**Data shown**
──────
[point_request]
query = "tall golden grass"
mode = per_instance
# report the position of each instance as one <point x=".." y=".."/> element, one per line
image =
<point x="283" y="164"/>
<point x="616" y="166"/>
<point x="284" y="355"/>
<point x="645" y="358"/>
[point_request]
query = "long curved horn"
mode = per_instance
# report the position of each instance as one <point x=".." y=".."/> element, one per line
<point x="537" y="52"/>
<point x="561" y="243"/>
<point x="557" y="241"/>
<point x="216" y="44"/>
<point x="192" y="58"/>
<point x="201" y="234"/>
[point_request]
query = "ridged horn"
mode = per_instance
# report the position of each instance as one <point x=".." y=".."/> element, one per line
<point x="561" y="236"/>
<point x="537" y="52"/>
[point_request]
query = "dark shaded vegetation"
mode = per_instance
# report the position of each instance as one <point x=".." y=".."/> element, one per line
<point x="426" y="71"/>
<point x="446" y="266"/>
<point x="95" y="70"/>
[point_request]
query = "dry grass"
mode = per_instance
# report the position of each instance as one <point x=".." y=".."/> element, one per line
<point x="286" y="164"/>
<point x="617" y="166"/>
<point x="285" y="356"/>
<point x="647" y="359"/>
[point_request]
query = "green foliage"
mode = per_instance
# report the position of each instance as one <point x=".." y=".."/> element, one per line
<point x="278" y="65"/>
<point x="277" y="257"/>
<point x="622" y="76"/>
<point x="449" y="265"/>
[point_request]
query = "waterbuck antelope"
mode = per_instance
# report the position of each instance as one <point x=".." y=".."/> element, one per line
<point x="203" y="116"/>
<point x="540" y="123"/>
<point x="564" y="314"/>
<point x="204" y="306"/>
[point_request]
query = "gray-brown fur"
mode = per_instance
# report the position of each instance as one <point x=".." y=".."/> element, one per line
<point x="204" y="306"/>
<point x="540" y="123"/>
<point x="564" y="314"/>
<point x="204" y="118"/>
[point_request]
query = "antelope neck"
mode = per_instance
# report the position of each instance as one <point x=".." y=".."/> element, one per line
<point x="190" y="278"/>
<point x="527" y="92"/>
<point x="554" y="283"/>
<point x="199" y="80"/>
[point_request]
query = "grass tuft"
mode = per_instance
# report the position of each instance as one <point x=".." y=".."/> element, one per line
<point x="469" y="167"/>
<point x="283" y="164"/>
──────
**Exercise brief**
Your answer should consist of every entry, repeated exactly.

**Exercise output**
[point_request]
query = "tall golden grass"
mode = per_instance
# report the position of each instance as one <point x=".." y=".."/> element, one per line
image =
<point x="283" y="164"/>
<point x="616" y="166"/>
<point x="284" y="355"/>
<point x="645" y="358"/>
[point_request]
query = "long curved horn"
mode = per_instance
# report the position of each instance as one <point x=".." y=".."/> element, one per line
<point x="537" y="52"/>
<point x="561" y="243"/>
<point x="557" y="241"/>
<point x="216" y="44"/>
<point x="192" y="58"/>
<point x="201" y="234"/>
[point_request]
query = "ridged horn"
mode = per_instance
# report the position of each instance as one <point x=".." y=".."/> element, one per line
<point x="561" y="236"/>
<point x="537" y="52"/>
[point_request]
query = "dark shaded vegetation"
mode = per_instance
# report the position of each instance as one <point x=".." y=".."/> element, one per line
<point x="426" y="71"/>
<point x="446" y="266"/>
<point x="95" y="70"/>
[point_request]
query = "dry grass"
mode = per_instance
# report the position of each instance as one <point x=".." y=".."/> element, one per line
<point x="286" y="164"/>
<point x="617" y="166"/>
<point x="285" y="356"/>
<point x="647" y="359"/>
[point_request]
query = "green foliage"
mode = per_instance
# report the position of each instance as one <point x=".." y=".."/> element, one per line
<point x="278" y="65"/>
<point x="277" y="257"/>
<point x="622" y="76"/>
<point x="449" y="265"/>
[point_request]
query = "waterbuck antelope"
mode = per_instance
# report the position of each instance as one <point x=".." y=".."/> element, one per line
<point x="203" y="116"/>
<point x="540" y="123"/>
<point x="564" y="314"/>
<point x="204" y="306"/>
[point_request]
query = "gray-brown fur"
mode = per_instance
# report the position of each instance as one <point x=".." y=".."/> element, one per line
<point x="204" y="306"/>
<point x="540" y="123"/>
<point x="564" y="314"/>
<point x="204" y="118"/>
[point_request]
query = "antelope neck"
mode = per_instance
# report the position of each instance as one <point x=".." y=".."/> element, one per line
<point x="190" y="278"/>
<point x="527" y="92"/>
<point x="554" y="283"/>
<point x="199" y="80"/>
[point_request]
query = "grass tuft"
mode = per_instance
# report the position of each instance as one <point x=".." y=".."/> element, one per line
<point x="469" y="167"/>
<point x="283" y="164"/>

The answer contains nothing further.